C'est alors qu'elle renoue avec Rhett Butler, qui finira par être son dernier mari. Nous n'avons pas voulu retracer leur histoire, et pas même la résumer, chacun pourra la lire dans le roman lui-même. Mais nous voulions cerner le sens de cette histoire, où le cynisme peut s'appeler réalisme, et définit le sens d'une modernité, qu'on pourrait aussi bien dire « individualiste » C'est ce que dit Butler, à qui nous voudrions laisser le dernier mot : « Vous avez simplement cherché à ne pas faire comme les autres femmes, et ma foi vous n'avez pas mal réussi. Comme je vous l'ai déjà dit, la société ne veut pas qu'on se singularise. C'est le seul péché qu'elle ne pardonne pas. Maudit soit celui qui est différent des autres. Et puis, Scarlett, le seul fait que votre scierie marche bien est une injure à tout homme dont les affaires périclitent. Rappelez-vous qu'une femme bien élevée doit rester à son foyer et ignorer ce qui se passe dans le monde brutal des gens laborieux. » [XXXVIII, 918 : N'allez pas croire que je souscrive à cette apologie de l'individualisme : la modernité du cynisme ne doit pas nous masquer le cynisme accablant de la modernité. Lisez plutôt le Traité d'économie hérétique, de Thomas Porcher, Pluriel, 2019] Pensée qui est, en effet, fort révolutionnaire, aux antipodes mêmes des traditions « sudistes », auxquelles on aurait tort de réduire la portée de Gone by the wind, ce grand livre émancipateur !

==*==

* [Essayez]: Dans le texte source, relevez dans l'ordre chacune des phrases de la citation que le texte attribue à Butler.

* [Données extraites]:
==*==

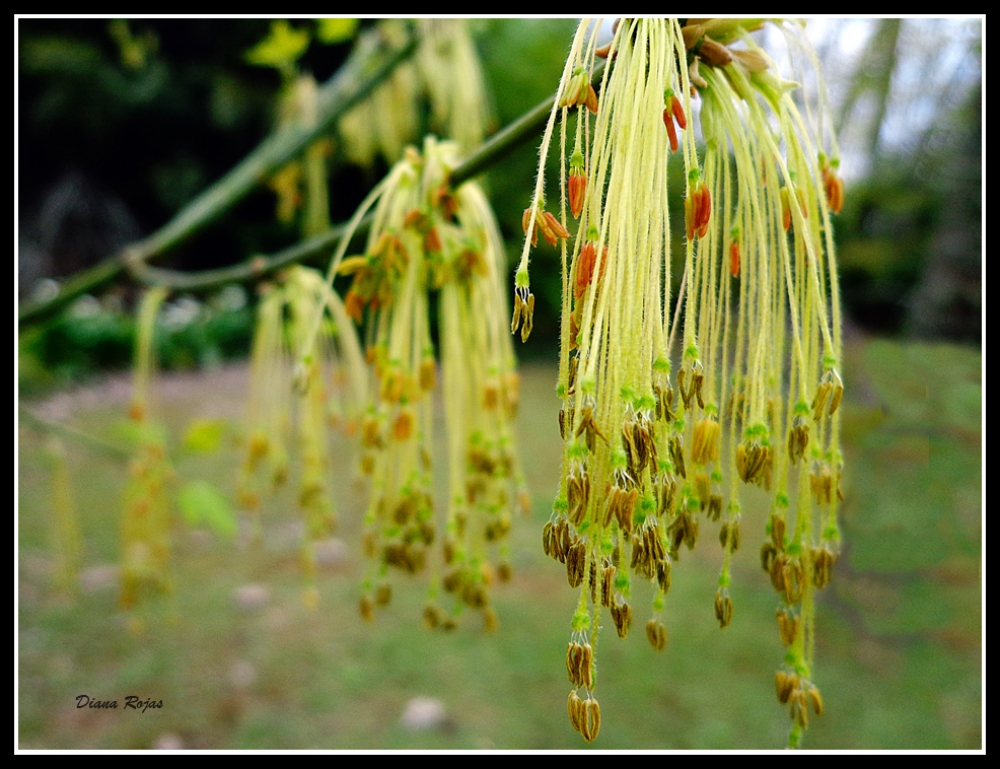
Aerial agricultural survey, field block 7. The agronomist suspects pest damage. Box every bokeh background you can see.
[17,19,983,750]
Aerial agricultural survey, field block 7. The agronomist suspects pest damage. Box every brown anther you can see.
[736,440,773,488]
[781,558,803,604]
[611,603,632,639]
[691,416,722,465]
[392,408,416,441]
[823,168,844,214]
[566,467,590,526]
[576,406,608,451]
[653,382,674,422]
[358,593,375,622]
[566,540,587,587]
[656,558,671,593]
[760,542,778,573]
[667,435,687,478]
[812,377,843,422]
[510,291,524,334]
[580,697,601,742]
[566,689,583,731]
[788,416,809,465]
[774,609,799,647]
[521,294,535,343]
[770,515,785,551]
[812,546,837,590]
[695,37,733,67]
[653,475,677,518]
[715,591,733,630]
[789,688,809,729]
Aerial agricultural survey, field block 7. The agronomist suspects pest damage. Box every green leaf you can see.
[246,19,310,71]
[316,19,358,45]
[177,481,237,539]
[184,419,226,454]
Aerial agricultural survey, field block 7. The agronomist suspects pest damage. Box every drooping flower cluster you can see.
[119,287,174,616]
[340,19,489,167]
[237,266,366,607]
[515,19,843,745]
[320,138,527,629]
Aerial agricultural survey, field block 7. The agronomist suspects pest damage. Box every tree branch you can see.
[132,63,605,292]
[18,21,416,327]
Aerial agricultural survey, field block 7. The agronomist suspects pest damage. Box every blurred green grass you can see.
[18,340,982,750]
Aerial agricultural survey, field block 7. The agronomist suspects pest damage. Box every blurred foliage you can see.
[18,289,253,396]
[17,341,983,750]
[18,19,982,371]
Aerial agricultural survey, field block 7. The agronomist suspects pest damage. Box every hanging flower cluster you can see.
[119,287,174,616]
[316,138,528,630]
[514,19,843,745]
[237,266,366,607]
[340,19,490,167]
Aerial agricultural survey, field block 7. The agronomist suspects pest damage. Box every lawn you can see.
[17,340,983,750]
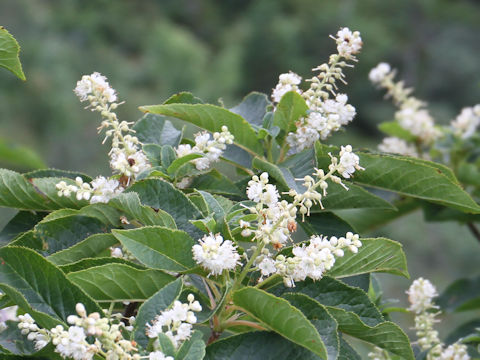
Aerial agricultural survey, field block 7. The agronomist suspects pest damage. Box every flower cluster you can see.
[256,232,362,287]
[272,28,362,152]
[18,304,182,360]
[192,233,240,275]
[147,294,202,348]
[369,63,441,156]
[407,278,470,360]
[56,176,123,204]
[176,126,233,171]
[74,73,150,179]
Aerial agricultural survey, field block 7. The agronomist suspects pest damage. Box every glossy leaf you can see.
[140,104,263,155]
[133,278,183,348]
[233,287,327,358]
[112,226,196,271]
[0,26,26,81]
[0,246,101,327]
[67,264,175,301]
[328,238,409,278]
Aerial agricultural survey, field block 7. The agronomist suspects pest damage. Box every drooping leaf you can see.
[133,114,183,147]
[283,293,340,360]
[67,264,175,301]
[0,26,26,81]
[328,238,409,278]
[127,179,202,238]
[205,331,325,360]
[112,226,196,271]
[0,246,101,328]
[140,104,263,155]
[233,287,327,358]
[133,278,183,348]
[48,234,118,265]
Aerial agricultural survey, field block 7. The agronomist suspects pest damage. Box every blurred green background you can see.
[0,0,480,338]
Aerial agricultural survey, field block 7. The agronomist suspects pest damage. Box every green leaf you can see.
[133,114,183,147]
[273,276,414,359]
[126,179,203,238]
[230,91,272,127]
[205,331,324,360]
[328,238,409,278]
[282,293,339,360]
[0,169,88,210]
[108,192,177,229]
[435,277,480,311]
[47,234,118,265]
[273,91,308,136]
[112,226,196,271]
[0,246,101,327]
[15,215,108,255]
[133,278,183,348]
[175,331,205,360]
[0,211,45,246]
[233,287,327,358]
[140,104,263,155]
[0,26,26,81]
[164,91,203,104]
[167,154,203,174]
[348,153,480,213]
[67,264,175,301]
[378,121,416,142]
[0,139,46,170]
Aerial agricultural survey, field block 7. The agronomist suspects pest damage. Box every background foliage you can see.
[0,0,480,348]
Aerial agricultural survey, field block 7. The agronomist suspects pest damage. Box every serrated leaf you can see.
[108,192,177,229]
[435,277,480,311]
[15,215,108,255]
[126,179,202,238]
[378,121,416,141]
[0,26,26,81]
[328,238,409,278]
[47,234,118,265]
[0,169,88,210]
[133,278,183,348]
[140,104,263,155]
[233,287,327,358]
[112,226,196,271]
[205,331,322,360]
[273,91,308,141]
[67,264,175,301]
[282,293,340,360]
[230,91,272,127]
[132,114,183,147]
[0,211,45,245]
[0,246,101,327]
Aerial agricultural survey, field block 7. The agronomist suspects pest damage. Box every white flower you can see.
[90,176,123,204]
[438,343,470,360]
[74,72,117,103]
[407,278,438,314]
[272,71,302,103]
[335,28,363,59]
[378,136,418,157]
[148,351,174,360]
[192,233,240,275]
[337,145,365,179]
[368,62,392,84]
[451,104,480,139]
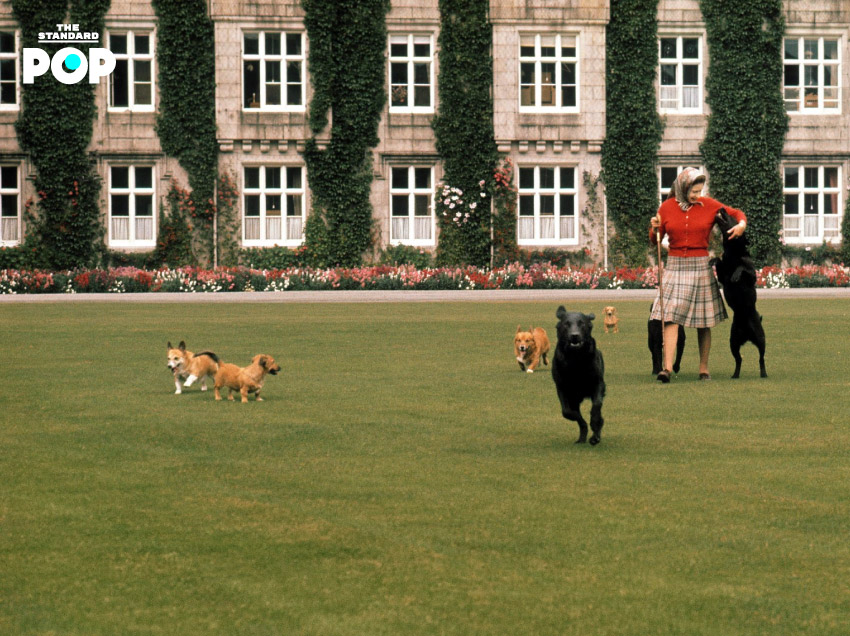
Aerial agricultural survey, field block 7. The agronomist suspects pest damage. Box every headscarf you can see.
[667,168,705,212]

==*==

* [Réponse rédigée]:
1. Vous avez simplement cherché à ne pas faire comme les autres femmes, et ma foi vous n'avez pas mal réussi.
2. Comme je vous l'ai déjà dit, la société ne veut pas qu'on se singularise.
3. C'est le seul péché qu'elle ne pardonne pas.
4. Maudit soit celui qui est différent des autres.
5. Et puis, Scarlett, le seul fait que votre scierie marche bien est une injure à tout homme dont les affaires périclitent.
6. Rappelez-vous qu'une femme bien élevée doit rester à son foyer et ignorer ce qui se passe dans le monde brutal des gens laborieux.